*TASK DETAILS*.
Please rewrite the records starting at the line that has "compact like (1110,405)." and running through the end of the records, with every coordinate in the answers multiplied by 2.1 and rounded to a whole number, halves rounding up. Keep all other numbers in those lines as they are.

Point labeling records
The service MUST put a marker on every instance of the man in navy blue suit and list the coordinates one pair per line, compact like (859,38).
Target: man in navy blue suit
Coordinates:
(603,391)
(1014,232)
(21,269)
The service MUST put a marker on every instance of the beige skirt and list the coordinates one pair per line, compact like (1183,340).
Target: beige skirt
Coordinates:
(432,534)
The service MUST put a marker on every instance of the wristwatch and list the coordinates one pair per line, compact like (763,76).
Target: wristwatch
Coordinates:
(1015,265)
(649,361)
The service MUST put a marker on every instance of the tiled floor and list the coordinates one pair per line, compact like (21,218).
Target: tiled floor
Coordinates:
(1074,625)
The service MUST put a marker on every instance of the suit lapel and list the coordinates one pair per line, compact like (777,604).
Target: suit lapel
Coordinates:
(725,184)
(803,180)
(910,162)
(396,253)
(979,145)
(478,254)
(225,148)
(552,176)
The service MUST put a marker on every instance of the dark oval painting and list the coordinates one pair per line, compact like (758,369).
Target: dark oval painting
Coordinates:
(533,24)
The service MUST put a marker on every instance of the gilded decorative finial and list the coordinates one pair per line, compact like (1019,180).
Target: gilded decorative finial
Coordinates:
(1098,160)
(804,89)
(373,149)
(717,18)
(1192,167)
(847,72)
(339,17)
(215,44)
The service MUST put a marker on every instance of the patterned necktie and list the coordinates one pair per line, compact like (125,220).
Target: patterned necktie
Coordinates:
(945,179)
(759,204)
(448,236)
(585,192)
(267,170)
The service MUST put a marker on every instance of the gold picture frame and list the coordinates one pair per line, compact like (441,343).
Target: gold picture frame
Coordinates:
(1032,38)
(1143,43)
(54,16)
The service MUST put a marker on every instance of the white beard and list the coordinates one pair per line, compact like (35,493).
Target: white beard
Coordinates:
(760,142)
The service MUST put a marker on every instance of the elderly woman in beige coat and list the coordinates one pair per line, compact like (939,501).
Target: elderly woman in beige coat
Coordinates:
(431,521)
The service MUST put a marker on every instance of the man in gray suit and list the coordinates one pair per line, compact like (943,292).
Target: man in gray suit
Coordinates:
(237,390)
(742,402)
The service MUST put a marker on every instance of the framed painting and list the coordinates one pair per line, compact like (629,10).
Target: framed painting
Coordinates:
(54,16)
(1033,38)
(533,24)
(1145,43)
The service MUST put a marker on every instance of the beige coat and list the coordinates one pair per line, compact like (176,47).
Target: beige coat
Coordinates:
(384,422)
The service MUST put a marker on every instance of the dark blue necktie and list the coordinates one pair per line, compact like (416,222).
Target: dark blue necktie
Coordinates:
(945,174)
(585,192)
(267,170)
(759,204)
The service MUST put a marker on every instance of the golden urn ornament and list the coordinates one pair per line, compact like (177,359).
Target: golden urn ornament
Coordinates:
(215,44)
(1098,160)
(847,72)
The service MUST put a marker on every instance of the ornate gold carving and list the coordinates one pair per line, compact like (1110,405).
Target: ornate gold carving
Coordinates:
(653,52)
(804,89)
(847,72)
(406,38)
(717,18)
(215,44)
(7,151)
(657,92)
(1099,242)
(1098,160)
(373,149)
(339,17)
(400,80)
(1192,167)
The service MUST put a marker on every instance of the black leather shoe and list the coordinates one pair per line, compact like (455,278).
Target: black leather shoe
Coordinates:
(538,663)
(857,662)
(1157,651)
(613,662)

*TASK RESULT*.
The service MUST put a marker on every instance of the ornate gold carving and list the coordinates one pair per line, compact like (1110,405).
Target: ornate gold carving
Coordinates:
(1371,109)
(1688,187)
(1779,151)
(853,80)
(1506,38)
(452,92)
(15,317)
(1380,193)
(2308,508)
(2306,336)
(783,313)
(712,36)
(840,168)
(2503,351)
The service MUST put a marker on every instance of the black leather shoe and list the coordinates one pair per line, compact like (455,278).
Target: black leather shoe
Coordinates:
(1130,1392)
(1800,1390)
(2430,1367)
(1287,1390)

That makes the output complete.